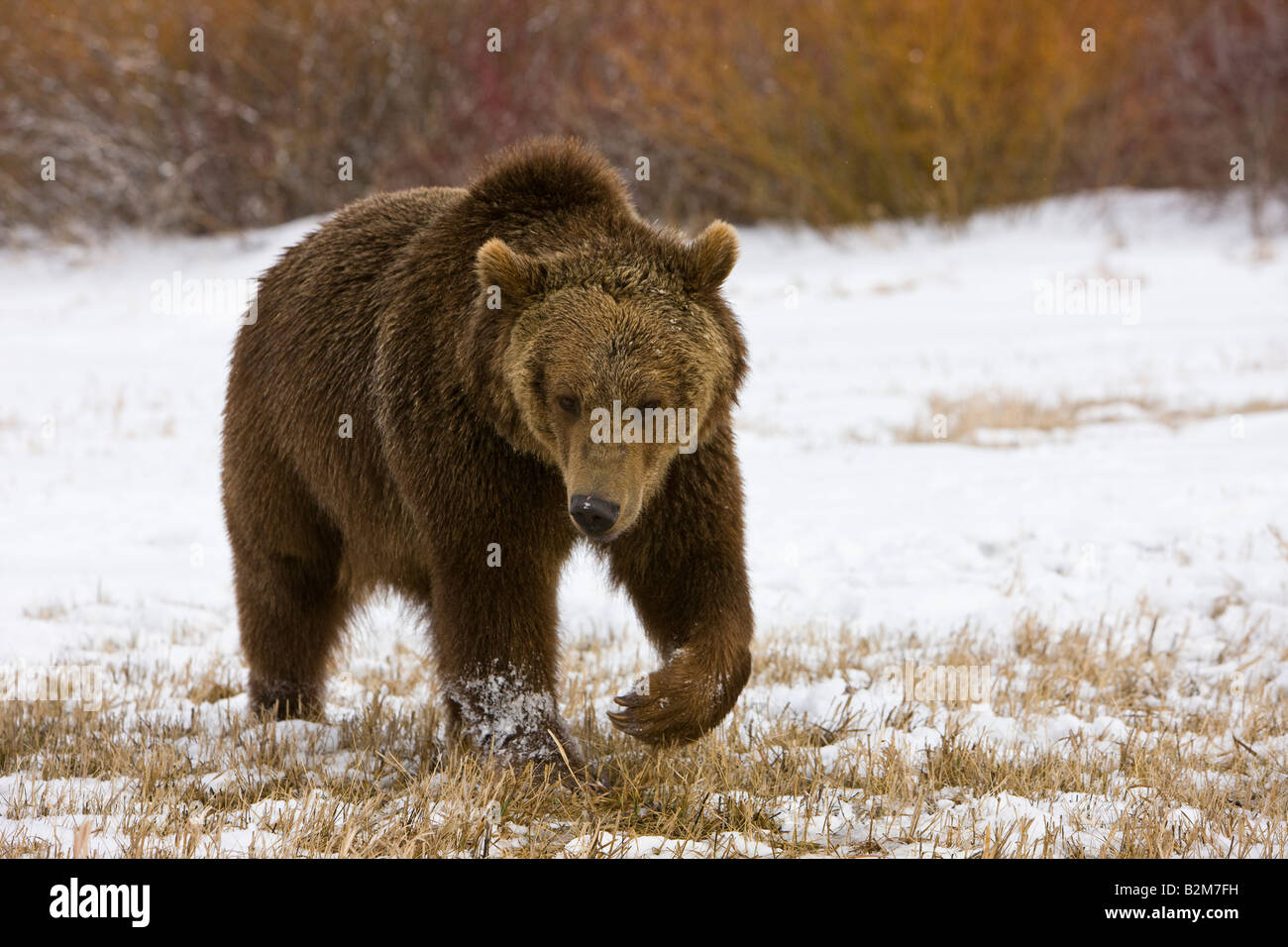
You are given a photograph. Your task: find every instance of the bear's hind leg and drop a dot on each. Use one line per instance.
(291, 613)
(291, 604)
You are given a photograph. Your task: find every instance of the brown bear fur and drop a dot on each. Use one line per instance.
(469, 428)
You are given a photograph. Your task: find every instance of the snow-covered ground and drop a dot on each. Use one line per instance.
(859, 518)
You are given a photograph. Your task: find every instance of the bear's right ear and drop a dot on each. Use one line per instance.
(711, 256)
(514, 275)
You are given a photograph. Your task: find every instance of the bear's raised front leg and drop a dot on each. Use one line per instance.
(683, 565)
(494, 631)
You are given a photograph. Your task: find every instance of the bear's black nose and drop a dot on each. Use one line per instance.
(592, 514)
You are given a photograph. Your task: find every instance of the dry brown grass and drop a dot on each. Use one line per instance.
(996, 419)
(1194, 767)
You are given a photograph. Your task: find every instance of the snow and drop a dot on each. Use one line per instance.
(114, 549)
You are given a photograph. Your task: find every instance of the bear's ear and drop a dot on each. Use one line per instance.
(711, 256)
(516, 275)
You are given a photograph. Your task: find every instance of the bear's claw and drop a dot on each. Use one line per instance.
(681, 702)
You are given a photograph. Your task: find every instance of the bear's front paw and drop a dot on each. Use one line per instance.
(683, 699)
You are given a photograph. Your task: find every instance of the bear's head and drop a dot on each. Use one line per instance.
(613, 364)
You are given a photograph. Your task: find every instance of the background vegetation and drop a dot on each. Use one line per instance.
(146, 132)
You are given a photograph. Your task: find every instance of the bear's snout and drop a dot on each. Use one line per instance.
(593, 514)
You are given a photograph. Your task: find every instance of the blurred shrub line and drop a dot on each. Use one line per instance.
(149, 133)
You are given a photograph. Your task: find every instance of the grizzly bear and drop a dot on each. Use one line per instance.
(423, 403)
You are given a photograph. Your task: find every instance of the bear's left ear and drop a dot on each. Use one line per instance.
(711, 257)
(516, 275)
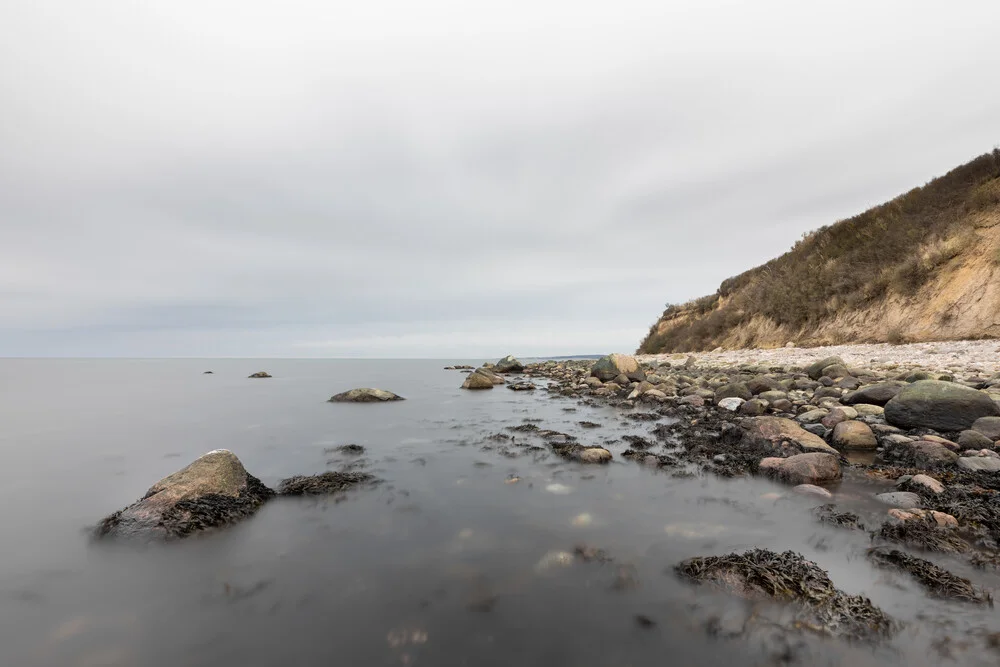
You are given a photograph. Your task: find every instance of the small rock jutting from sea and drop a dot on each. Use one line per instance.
* * * *
- **Task brief**:
Rewrite all of the records above as a numbered list, leaving out blank lines and the pictures.

- **Full solution**:
1. You are given a photograph. Your task: find every instance of the bear's hind leg and drop a dot on each. Use one line per instance.
2. (291, 613)
3. (291, 604)
4. You are given a photograph. Your task: find every instance of the brown bear fur and drop a dot on each. Use one line per instance.
5. (469, 428)
6. You are given a photograph. Your task: find every instance of the snow-covered ground and drop a dot on each. Use one line per instance.
7. (859, 518)
8. You are given a photograph. Your task: find every instance of the bear's right ear and drop a dot on each. Use one line per instance.
9. (711, 256)
10. (514, 275)
11. You are given a photograph. Your task: find every instance of the bear's raised front leg and drop a dot on each. Use one line per instance.
12. (683, 565)
13. (494, 631)
14. You are given a photograph. Your task: find every instance of the bear's black nose and drop a dot on each. Use one line per instance.
15. (592, 514)
16. You are given a photograph. Your task: find every instance of the dry brown grass and drop a dot on each. Use one line per instance.
17. (996, 419)
18. (1194, 767)
19. You are given a photograph. Your task: find every instance of the snow and drop a dot on each. Use one line per instance.
20. (114, 549)
21. You are given a photograph. Your task: find every instance of the bear's ear and drop a dot on each. Use one line per instance.
22. (711, 256)
23. (516, 275)
24. You are given a photograph. Your task: find every instance of the bear's claw and drop a dot on each. Use one line per instance.
25. (681, 702)
26. You are given a photograph. Your task: find every instance of the bear's front paw and drop a dot on each. Use one line per instance.
27. (683, 699)
28. You are given a photograph. Your task: find every instance of the bear's head and drop a dot on each. Use one line per instance.
29. (613, 364)
30. You are given a photograph. Your task: find every instance of the background vegetation and drop a dot on each. Use one line per instance.
31. (146, 132)
32. You are given a photograph. Your task: find every instance of the bear's snout and drop a dot on each. Use one line per instance.
33. (593, 514)
34. You are given a photograph. Your task: find every instance of the blurred shrub line and drop a dot on each. Use one line per instance.
35. (149, 133)
36. You are given a photograph. Your task: find every instance of the grizzly bear and drop a dot on each. Use one line per instance.
37. (423, 403)
38. You are given a photograph. Your task: find every instance of the bear's left ear and drop a dot on each. Use one line per instance.
39. (711, 257)
40. (516, 275)
41. You are given a photograph. Your task: find every instance of the small rock jutting from sea and drop a dot on each. Use one line per instance.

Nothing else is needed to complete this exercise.